### Aim of the exercise
Please repeat the records beneath this task exactly as they appear, but skip the images.

### Data for this exercise
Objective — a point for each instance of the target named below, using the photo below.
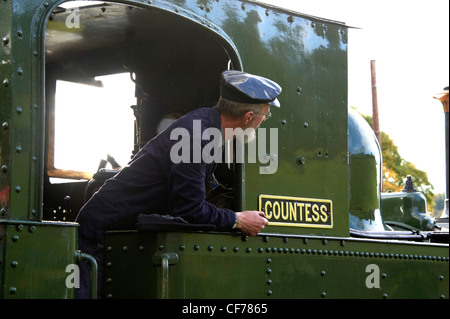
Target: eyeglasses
(267, 116)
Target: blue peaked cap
(243, 87)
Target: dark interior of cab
(174, 63)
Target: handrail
(79, 256)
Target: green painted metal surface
(308, 57)
(34, 258)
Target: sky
(409, 41)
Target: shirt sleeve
(186, 182)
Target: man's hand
(251, 222)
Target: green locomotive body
(319, 187)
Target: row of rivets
(329, 252)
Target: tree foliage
(396, 169)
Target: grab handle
(79, 256)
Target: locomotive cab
(127, 71)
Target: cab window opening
(112, 85)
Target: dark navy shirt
(153, 184)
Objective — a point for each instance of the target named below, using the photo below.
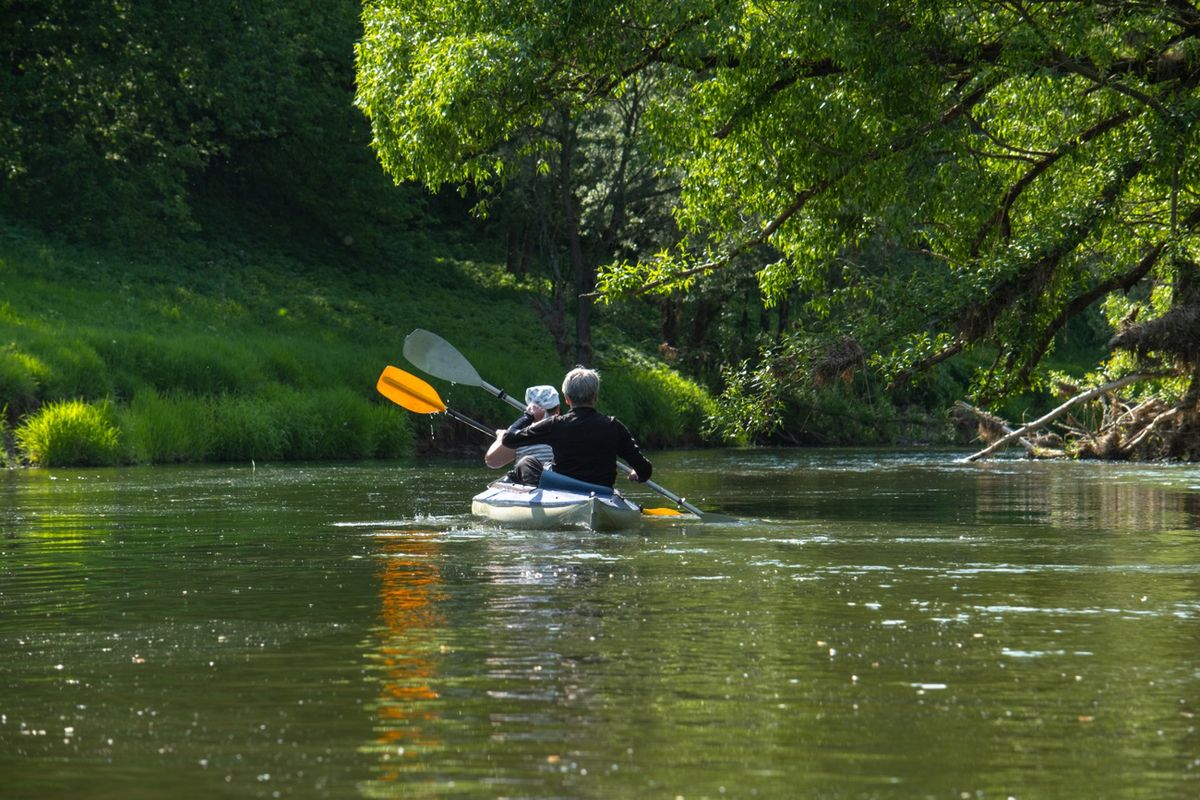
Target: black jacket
(586, 445)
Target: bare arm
(498, 455)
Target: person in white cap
(540, 402)
(586, 443)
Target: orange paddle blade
(409, 391)
(664, 512)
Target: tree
(570, 174)
(1015, 162)
(117, 116)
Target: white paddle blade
(432, 354)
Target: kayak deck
(534, 506)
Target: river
(874, 625)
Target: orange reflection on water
(408, 650)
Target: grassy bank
(241, 349)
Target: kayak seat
(557, 481)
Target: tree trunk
(585, 276)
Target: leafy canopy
(930, 174)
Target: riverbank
(245, 349)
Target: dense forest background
(220, 220)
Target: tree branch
(1113, 385)
(1002, 214)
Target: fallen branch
(1113, 385)
(994, 421)
(1145, 432)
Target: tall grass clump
(390, 431)
(657, 403)
(70, 433)
(167, 428)
(5, 443)
(245, 428)
(18, 379)
(329, 423)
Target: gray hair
(582, 386)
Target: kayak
(557, 501)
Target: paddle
(435, 355)
(408, 391)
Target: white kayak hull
(539, 507)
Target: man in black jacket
(586, 443)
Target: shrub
(70, 433)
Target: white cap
(544, 396)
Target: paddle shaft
(667, 493)
(479, 426)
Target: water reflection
(406, 661)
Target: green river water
(875, 625)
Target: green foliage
(167, 428)
(657, 403)
(18, 379)
(928, 176)
(70, 433)
(123, 121)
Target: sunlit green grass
(235, 353)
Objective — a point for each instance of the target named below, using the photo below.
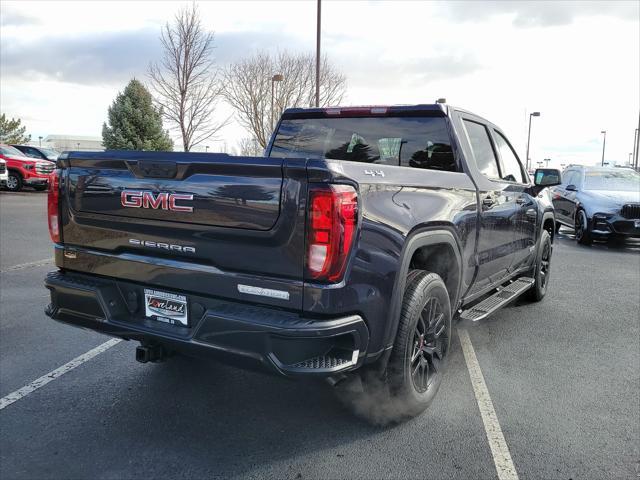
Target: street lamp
(278, 77)
(318, 23)
(534, 114)
(635, 148)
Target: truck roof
(363, 109)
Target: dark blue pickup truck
(347, 250)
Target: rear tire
(583, 233)
(14, 182)
(419, 356)
(542, 269)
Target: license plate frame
(166, 307)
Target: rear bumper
(246, 335)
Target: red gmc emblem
(162, 200)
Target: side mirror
(547, 177)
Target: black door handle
(488, 201)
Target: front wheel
(541, 269)
(14, 182)
(583, 234)
(419, 356)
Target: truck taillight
(53, 197)
(331, 227)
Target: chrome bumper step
(498, 300)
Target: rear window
(419, 142)
(7, 150)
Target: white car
(4, 175)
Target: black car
(343, 253)
(38, 152)
(598, 202)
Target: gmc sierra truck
(347, 250)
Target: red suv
(24, 170)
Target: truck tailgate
(208, 223)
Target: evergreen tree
(11, 131)
(134, 122)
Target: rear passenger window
(409, 141)
(511, 169)
(482, 149)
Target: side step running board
(496, 301)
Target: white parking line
(37, 263)
(49, 377)
(501, 457)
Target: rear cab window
(482, 148)
(511, 167)
(410, 141)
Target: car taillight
(331, 226)
(53, 197)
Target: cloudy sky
(576, 62)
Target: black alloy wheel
(541, 269)
(430, 343)
(14, 182)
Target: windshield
(421, 142)
(615, 180)
(7, 150)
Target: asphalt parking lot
(563, 376)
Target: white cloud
(576, 62)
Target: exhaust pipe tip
(142, 354)
(149, 353)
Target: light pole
(318, 22)
(534, 114)
(278, 77)
(636, 147)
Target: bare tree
(185, 82)
(247, 87)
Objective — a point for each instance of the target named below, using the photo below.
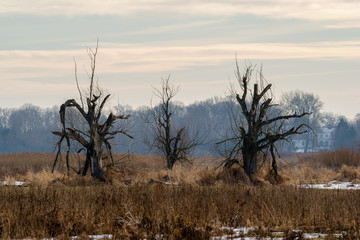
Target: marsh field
(142, 200)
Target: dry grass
(175, 212)
(141, 199)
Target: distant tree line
(28, 128)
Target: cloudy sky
(313, 46)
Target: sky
(311, 46)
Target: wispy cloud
(302, 9)
(115, 58)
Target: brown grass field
(140, 199)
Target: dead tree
(99, 130)
(256, 130)
(173, 143)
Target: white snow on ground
(240, 234)
(16, 183)
(333, 185)
(94, 237)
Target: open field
(143, 200)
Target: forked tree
(173, 142)
(98, 131)
(257, 127)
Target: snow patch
(334, 185)
(16, 183)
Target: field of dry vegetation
(140, 199)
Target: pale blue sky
(312, 46)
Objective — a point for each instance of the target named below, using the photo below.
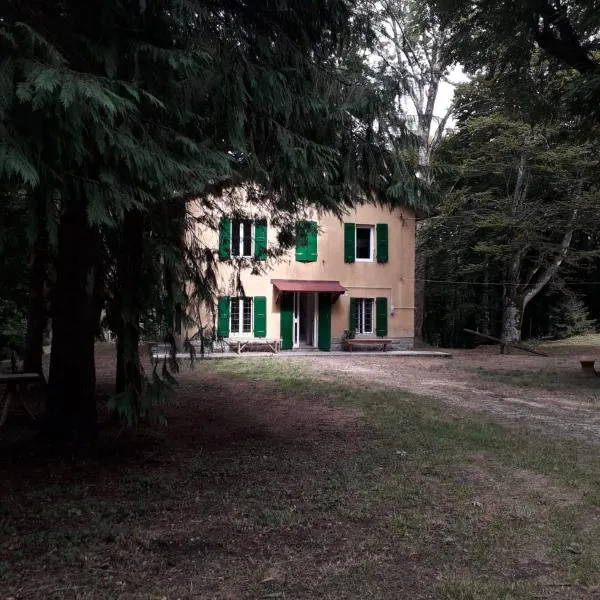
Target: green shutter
(260, 316)
(260, 240)
(301, 241)
(225, 239)
(349, 242)
(223, 317)
(352, 321)
(324, 341)
(382, 242)
(311, 245)
(381, 316)
(287, 321)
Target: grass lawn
(271, 483)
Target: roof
(308, 285)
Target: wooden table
(349, 344)
(238, 345)
(11, 383)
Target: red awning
(305, 285)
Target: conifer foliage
(111, 111)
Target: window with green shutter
(381, 317)
(223, 317)
(260, 240)
(349, 242)
(352, 321)
(225, 239)
(382, 242)
(306, 241)
(260, 316)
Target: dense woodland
(117, 115)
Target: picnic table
(350, 343)
(12, 382)
(238, 345)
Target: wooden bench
(238, 345)
(587, 366)
(12, 382)
(349, 344)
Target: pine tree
(111, 107)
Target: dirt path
(546, 393)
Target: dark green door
(324, 321)
(287, 321)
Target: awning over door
(307, 285)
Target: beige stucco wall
(394, 279)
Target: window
(359, 243)
(363, 315)
(240, 320)
(364, 242)
(241, 238)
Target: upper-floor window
(365, 243)
(306, 241)
(242, 238)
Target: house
(353, 276)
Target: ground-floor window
(363, 315)
(240, 322)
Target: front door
(325, 321)
(300, 318)
(296, 320)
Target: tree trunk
(486, 325)
(129, 268)
(512, 314)
(420, 275)
(38, 270)
(71, 416)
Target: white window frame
(371, 229)
(241, 232)
(240, 332)
(360, 309)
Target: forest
(116, 116)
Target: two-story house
(354, 275)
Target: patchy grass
(272, 483)
(540, 379)
(591, 340)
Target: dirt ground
(546, 392)
(258, 490)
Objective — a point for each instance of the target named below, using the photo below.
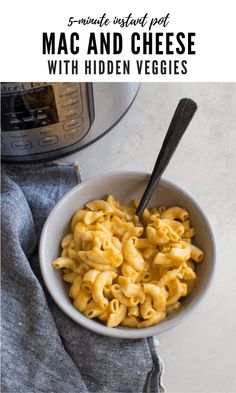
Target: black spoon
(179, 123)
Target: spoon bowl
(125, 186)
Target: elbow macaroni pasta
(124, 271)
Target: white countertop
(200, 354)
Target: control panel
(41, 117)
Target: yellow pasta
(128, 271)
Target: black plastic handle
(179, 123)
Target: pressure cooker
(44, 121)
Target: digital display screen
(28, 109)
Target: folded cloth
(42, 349)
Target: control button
(21, 145)
(70, 102)
(48, 140)
(69, 91)
(45, 132)
(27, 119)
(20, 135)
(73, 122)
(72, 112)
(74, 133)
(14, 121)
(42, 116)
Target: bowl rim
(128, 333)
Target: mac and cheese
(127, 271)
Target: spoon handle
(179, 123)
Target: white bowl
(125, 186)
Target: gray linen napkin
(42, 349)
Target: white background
(22, 24)
(199, 355)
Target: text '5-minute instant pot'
(44, 121)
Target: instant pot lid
(111, 102)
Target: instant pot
(44, 121)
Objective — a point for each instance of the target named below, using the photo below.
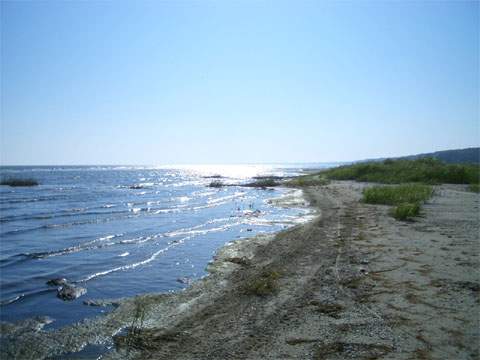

### Response to the task
Objective — a point for each instance of the target named below, using the photo below.
Target: eyeglasses
(267, 116)
Target: blue peaked cap
(243, 87)
Target: dark interior of cab
(174, 63)
Target: handrail
(79, 256)
Target: green painted metal surface
(308, 57)
(34, 258)
Target: sky
(409, 41)
Target: shirt sleeve
(186, 182)
Target: man's hand
(251, 222)
Target: green locomotive body
(319, 187)
Target: row of rivets
(329, 252)
Target: tree foliage
(396, 169)
Target: grab handle
(79, 256)
Target: locomotive cab
(127, 71)
Target: cab window opening
(112, 85)
Target: dark navy shirt
(153, 184)
Objective — a point for each instance of the target named below, using the photo below.
Target: black jacket
(586, 445)
Target: bare arm
(498, 455)
Target: person in white cap
(540, 402)
(586, 443)
Target: orange paddle blade
(409, 391)
(664, 512)
Target: tree
(570, 174)
(1015, 162)
(117, 116)
Target: white paddle blade
(432, 354)
Target: kayak deck
(534, 506)
Target: river
(874, 625)
Target: orange reflection on water
(408, 650)
Target: grassy bank
(241, 349)
Target: kayak seat
(557, 481)
Target: tree trunk
(585, 276)
Target: leafy canopy
(930, 174)
Target: riverbank
(245, 349)
Target: dense forest background
(220, 220)
Target: tree branch
(1113, 385)
(1002, 214)
Target: fallen branch
(1113, 385)
(994, 421)
(1145, 432)
Target: tall grass clump
(390, 431)
(657, 403)
(70, 433)
(167, 428)
(5, 443)
(245, 428)
(18, 379)
(329, 423)
Target: gray hair
(582, 386)
Target: kayak
(557, 501)
Target: paddle
(435, 355)
(408, 391)
Target: white kayak hull
(539, 507)
Target: man in black jacket
(586, 443)
Target: shrub
(70, 433)
Target: white cap
(544, 396)
Target: paddle shaft
(667, 493)
(479, 426)
Target: water reflection
(406, 661)
Target: green river water
(875, 625)
Target: green foliage
(167, 428)
(657, 403)
(18, 379)
(928, 176)
(70, 433)
(123, 121)
Target: sunlit green grass
(235, 353)
Objective — a point for each instance of the target named below, using the photo below.
Target: street lamp
(278, 77)
(318, 23)
(534, 114)
(635, 148)
Target: truck roof
(363, 109)
Target: dark blue pickup truck
(347, 250)
Target: rear tire
(583, 233)
(14, 182)
(419, 356)
(542, 269)
Target: license plate frame
(166, 307)
Target: rear bumper
(246, 335)
Target: red gmc emblem
(162, 200)
Target: side mirror
(547, 177)
Target: black door handle
(488, 201)
Target: front wheel
(541, 269)
(14, 182)
(583, 234)
(419, 356)
Target: truck taillight
(53, 197)
(331, 227)
Target: chrome bumper step
(498, 300)
Target: rear window
(419, 142)
(7, 150)
Target: white car
(4, 175)
Target: black car
(343, 253)
(38, 152)
(598, 202)
Target: gmc sierra truck
(347, 250)
Target: red suv
(24, 170)
Target: truck tailgate
(208, 223)
Target: evergreen tree
(11, 131)
(134, 122)
Target: rear passenger window
(409, 141)
(511, 169)
(482, 149)
Target: side step running board
(496, 301)
Target: white parking line
(37, 263)
(49, 377)
(501, 457)
Target: rear cab window
(482, 148)
(511, 167)
(410, 141)
Target: car taillight
(331, 226)
(53, 197)
Target: cloudy sky
(576, 62)
Target: black alloy wheel
(541, 269)
(430, 343)
(14, 182)
Target: windshield
(421, 142)
(615, 180)
(7, 150)
Target: asphalt parking lot
(563, 376)
Target: white cloud
(576, 62)
Target: exhaust pipe tip
(142, 354)
(149, 353)
Target: light pole
(318, 22)
(534, 114)
(278, 77)
(636, 147)
Target: bare tree
(185, 82)
(247, 87)
Objective — a point for each instance of the target named below, using the photo below.
Target: marsh field
(142, 200)
Target: dry grass
(175, 212)
(141, 199)
Target: distant tree line
(28, 128)
Target: cloudy sky
(313, 46)
Target: sky
(311, 46)
Target: wispy cloud
(302, 9)
(115, 58)
Target: brown grass field
(140, 199)
Target: dead tree
(99, 130)
(256, 130)
(173, 143)
Target: white snow on ground
(240, 234)
(16, 183)
(333, 185)
(94, 237)
Target: open field
(143, 200)
Target: forked tree
(173, 142)
(98, 131)
(257, 127)
Target: snow patch
(334, 185)
(16, 183)
Target: field of dry vegetation
(140, 199)
Target: pale blue sky
(312, 46)
Objective — a point for each instance of the target named below, using the photo below.
Target: green shutter
(260, 316)
(260, 240)
(301, 241)
(225, 239)
(349, 242)
(223, 317)
(352, 321)
(324, 341)
(382, 242)
(311, 245)
(381, 316)
(287, 321)
Target: grass lawn
(271, 483)
Target: roof
(308, 285)
Target: wooden table
(349, 344)
(238, 345)
(11, 383)
Target: red awning
(305, 285)
Target: conifer foliage
(111, 111)
Target: window with green shutter
(381, 317)
(223, 317)
(260, 240)
(349, 242)
(352, 321)
(225, 239)
(382, 242)
(306, 241)
(260, 316)
Target: dense woodland
(117, 115)
Target: picnic table
(350, 343)
(12, 382)
(238, 345)
Target: wooden bench
(238, 345)
(587, 366)
(12, 382)
(349, 344)
Target: pine tree
(111, 107)
Target: dirt path
(546, 393)
Target: dark green door
(324, 321)
(287, 321)
Target: awning over door
(307, 285)
Target: beige stucco wall
(394, 279)
Target: window
(359, 243)
(363, 315)
(240, 320)
(364, 242)
(241, 238)
Target: upper-floor window
(365, 243)
(306, 241)
(242, 238)
Target: house
(353, 276)
Target: ground-floor window
(363, 315)
(240, 322)
Target: front door
(325, 321)
(300, 318)
(296, 320)
Target: tree trunk
(486, 325)
(129, 268)
(512, 314)
(420, 275)
(38, 270)
(71, 416)
Target: white window frame
(371, 229)
(241, 232)
(240, 332)
(360, 309)
Target: forest
(116, 116)
Target: two-story house
(354, 275)
Target: patchy grass
(272, 483)
(540, 379)
(591, 340)
Target: dirt ground
(546, 392)
(258, 490)
Objective — a point for each instance of the target named below, using the photo below.
Target: black spoon
(179, 123)
Target: spoon bowl
(125, 186)
Target: elbow macaroni pasta
(124, 271)
Target: white countertop
(200, 354)
Target: control panel
(41, 117)
Target: yellow pasta
(128, 271)
Target: black plastic handle
(179, 123)
Target: pressure cooker
(44, 121)
Target: digital display screen
(28, 109)
Target: folded cloth
(42, 349)
Target: control button
(21, 145)
(70, 102)
(48, 140)
(69, 91)
(45, 132)
(27, 119)
(20, 135)
(73, 122)
(72, 112)
(74, 133)
(14, 121)
(42, 116)
Target: bowl rim
(128, 333)
Target: mac and cheese
(127, 271)
Target: spoon handle
(179, 123)
Target: white bowl
(125, 186)
Target: gray linen napkin
(42, 349)
Target: white background
(22, 24)
(199, 355)
Target: text '5-minute instant pot'
(44, 121)
Target: instant pot lid
(111, 102)
Target: instant pot
(44, 121)
Objective — a point for each instance of the target named below, using the photo below.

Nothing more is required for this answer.